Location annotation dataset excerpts
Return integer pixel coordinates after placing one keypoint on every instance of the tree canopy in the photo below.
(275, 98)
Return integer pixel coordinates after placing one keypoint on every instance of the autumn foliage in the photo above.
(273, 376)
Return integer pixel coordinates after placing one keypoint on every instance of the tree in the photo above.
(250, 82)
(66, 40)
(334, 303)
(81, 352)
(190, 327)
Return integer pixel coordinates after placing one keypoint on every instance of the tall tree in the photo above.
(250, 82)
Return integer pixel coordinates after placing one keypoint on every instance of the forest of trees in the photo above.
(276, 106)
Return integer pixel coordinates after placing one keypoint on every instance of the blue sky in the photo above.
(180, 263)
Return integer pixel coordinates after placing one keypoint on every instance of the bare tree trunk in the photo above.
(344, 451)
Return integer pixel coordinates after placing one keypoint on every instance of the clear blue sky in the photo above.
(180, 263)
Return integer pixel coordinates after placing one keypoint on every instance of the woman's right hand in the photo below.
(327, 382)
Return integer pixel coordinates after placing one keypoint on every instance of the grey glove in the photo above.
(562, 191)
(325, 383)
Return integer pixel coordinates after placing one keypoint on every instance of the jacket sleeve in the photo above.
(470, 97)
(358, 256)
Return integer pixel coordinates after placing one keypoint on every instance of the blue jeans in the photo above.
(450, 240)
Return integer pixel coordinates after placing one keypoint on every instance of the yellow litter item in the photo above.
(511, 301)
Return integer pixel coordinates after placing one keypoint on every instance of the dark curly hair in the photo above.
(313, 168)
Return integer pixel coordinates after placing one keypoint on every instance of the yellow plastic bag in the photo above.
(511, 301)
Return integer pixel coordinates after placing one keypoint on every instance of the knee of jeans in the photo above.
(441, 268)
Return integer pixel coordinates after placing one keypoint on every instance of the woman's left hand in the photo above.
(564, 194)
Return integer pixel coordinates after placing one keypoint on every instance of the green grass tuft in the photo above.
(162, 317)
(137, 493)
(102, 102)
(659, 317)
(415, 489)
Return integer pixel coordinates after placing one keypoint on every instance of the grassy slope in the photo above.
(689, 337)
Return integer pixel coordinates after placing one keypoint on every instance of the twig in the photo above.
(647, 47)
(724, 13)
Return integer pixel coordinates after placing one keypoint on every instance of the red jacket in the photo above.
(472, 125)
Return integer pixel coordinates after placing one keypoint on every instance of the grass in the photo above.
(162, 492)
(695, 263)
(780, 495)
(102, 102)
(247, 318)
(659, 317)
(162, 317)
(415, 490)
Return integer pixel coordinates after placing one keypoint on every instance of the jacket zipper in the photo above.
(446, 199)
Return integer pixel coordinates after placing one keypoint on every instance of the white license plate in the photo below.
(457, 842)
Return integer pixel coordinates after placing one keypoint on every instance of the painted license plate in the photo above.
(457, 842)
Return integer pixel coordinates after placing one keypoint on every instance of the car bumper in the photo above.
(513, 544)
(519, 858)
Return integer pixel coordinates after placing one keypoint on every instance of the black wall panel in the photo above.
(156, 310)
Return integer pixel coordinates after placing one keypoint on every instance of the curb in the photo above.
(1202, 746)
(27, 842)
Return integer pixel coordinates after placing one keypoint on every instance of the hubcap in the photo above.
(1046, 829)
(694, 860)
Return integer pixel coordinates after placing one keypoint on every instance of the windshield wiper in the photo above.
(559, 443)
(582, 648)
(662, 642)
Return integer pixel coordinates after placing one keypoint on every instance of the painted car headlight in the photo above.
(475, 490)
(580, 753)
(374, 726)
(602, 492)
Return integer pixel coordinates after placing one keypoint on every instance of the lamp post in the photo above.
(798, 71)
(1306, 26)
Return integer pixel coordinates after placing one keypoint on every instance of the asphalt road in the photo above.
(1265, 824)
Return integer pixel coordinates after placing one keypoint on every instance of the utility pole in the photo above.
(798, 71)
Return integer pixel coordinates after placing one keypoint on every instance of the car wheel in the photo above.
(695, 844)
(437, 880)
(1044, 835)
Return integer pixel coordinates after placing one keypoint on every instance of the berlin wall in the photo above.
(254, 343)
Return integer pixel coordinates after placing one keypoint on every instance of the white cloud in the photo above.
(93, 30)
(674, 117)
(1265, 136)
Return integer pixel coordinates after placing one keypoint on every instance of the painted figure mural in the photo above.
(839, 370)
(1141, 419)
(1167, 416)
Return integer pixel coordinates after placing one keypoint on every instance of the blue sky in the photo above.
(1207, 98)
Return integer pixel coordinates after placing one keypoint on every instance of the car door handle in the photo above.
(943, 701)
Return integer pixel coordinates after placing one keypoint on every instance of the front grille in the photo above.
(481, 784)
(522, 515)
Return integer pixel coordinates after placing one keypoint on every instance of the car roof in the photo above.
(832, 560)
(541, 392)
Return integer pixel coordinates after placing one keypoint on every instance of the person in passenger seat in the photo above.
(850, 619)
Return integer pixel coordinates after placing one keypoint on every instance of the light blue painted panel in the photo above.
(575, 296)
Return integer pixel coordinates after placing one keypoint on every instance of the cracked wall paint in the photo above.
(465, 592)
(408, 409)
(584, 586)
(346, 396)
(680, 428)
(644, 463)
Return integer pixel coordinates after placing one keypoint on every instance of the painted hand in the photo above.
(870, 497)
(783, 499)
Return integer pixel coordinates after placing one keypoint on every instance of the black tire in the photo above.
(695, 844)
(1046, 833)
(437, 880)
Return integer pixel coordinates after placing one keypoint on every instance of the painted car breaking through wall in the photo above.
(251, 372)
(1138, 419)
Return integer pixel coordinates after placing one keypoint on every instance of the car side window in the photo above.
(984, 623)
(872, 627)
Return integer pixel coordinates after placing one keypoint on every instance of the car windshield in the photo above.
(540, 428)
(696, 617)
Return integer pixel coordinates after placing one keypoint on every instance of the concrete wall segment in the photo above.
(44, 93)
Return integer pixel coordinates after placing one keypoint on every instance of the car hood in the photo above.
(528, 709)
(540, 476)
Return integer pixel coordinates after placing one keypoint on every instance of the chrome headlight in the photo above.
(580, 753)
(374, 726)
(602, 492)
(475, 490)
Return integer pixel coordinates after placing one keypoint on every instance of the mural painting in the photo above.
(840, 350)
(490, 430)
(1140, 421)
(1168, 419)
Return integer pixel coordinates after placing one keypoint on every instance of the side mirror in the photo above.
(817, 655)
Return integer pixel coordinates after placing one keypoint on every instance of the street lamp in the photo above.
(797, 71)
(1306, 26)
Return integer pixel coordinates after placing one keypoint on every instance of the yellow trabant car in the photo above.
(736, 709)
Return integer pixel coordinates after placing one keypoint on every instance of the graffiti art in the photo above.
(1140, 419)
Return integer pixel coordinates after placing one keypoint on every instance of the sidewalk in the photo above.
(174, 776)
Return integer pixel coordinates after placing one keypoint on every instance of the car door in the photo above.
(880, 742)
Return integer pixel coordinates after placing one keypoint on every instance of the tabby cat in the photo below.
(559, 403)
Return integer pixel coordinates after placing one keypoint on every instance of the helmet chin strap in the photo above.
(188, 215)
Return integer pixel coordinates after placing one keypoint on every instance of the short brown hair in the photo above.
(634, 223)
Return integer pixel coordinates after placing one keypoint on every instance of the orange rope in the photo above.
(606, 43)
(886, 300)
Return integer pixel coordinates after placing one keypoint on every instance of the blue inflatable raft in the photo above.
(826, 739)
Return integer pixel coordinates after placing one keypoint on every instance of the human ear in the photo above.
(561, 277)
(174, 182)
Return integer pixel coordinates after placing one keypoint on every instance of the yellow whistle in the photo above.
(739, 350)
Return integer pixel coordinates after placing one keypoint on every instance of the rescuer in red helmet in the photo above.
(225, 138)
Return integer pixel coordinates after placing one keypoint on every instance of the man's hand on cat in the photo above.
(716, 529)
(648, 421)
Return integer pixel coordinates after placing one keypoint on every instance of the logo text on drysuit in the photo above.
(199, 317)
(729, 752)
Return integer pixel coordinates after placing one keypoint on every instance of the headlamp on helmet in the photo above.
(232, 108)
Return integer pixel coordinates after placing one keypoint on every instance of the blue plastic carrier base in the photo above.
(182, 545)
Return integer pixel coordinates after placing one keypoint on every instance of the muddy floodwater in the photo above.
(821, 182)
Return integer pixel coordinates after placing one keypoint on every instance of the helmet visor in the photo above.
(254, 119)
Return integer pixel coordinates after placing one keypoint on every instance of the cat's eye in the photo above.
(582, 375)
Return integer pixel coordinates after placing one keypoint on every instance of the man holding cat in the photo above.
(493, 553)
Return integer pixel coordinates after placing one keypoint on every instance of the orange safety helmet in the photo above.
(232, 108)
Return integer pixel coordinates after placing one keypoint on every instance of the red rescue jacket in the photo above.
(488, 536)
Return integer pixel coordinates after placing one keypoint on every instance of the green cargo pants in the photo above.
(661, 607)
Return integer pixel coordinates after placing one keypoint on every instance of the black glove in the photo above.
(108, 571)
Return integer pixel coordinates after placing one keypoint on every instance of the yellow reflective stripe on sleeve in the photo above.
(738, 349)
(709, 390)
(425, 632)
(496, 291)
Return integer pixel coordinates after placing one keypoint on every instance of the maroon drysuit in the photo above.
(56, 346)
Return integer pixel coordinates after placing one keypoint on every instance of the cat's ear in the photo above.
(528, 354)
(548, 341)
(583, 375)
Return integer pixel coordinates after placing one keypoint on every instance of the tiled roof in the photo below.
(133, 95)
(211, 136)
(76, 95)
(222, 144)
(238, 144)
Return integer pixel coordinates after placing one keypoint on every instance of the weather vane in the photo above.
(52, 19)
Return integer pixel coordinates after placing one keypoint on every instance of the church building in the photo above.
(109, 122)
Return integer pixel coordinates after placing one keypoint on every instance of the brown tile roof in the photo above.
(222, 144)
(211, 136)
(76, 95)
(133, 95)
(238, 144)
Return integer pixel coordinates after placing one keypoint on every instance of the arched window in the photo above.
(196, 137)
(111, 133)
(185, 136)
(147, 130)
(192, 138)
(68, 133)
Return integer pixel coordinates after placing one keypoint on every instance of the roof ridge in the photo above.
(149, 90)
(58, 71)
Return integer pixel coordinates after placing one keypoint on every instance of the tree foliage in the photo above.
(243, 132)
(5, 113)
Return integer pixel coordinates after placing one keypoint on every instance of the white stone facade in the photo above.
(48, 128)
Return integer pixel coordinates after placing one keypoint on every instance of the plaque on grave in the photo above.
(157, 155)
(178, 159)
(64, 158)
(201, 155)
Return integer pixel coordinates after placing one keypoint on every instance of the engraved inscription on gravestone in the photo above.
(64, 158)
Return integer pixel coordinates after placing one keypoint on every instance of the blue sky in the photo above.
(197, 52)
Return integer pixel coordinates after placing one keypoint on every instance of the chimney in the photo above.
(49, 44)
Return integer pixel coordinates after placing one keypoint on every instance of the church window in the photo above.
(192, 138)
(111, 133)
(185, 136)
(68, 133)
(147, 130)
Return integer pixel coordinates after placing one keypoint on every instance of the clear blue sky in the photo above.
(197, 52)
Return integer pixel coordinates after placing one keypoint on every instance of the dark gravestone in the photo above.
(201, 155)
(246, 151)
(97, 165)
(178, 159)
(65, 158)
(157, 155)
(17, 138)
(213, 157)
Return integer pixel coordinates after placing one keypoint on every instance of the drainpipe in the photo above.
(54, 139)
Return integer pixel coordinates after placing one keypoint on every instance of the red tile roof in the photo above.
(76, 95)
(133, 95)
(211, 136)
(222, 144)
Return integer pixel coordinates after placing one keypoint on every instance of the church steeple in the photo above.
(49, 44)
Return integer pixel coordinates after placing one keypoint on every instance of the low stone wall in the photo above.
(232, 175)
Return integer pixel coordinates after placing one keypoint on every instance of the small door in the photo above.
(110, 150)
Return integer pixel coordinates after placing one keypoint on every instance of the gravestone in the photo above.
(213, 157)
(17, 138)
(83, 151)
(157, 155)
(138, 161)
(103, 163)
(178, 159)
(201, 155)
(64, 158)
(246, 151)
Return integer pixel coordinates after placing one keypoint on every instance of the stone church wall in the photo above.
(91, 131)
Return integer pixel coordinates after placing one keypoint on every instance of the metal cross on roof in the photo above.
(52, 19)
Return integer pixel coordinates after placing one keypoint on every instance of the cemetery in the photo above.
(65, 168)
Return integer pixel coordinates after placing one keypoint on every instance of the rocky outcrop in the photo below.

__Stated problem__. Quote the records above word for word, beginning at the line that contains "church wall in the photo above." and running through the end of the records.

__Reply to the task__.
Return integer pixel coordinates after placing one keypoint on every instance of the stone church wall in the photo above.
(91, 131)
Return integer pixel coordinates after placing one keypoint on every instance of the metal cross on roof in the photo above.
(52, 19)
Return integer pixel coordinates after placing one keypoint on every instance of the cemetery in the photo above.
(65, 168)
Return integer pixel coordinates after placing one keypoint on every instance of the rocky outcrop in the photo below.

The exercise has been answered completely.